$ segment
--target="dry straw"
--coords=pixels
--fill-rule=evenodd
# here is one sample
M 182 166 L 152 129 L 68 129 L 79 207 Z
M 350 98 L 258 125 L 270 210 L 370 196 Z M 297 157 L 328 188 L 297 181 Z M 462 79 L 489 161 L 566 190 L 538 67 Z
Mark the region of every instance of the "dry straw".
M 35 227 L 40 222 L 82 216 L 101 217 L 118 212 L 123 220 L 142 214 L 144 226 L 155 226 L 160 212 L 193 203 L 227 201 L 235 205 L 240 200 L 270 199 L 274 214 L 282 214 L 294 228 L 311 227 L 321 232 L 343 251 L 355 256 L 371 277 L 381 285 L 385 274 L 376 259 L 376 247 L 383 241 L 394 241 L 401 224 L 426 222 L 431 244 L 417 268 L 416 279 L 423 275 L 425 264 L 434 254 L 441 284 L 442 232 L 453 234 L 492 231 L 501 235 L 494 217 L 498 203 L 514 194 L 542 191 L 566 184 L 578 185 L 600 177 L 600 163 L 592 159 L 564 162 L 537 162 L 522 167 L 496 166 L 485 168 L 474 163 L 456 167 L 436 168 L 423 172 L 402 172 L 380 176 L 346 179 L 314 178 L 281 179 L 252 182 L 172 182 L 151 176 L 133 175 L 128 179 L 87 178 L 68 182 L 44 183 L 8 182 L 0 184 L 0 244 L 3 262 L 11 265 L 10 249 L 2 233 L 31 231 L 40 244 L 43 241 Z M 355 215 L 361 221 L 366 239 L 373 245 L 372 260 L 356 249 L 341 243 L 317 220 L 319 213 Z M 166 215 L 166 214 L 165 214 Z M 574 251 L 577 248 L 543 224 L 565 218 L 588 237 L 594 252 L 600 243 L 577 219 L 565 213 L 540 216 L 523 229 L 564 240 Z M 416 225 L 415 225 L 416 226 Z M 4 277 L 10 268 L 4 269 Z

**HOW TO COMPLETE THIS TASK**
Print only the lines from the top of the data above down to the line holding "M 350 98 L 258", inclusive.

**EXERCISE SOLUTION**
$ segment
--target="dry straw"
--coords=pixels
--fill-rule=evenodd
# here is one sample
M 182 166 L 152 129 L 68 129 L 79 207 Z
M 350 98 L 258 125 L 270 210 L 370 196 Z M 297 157 L 328 188 L 297 181 Z M 462 79 L 489 161 L 566 190 L 538 67 Z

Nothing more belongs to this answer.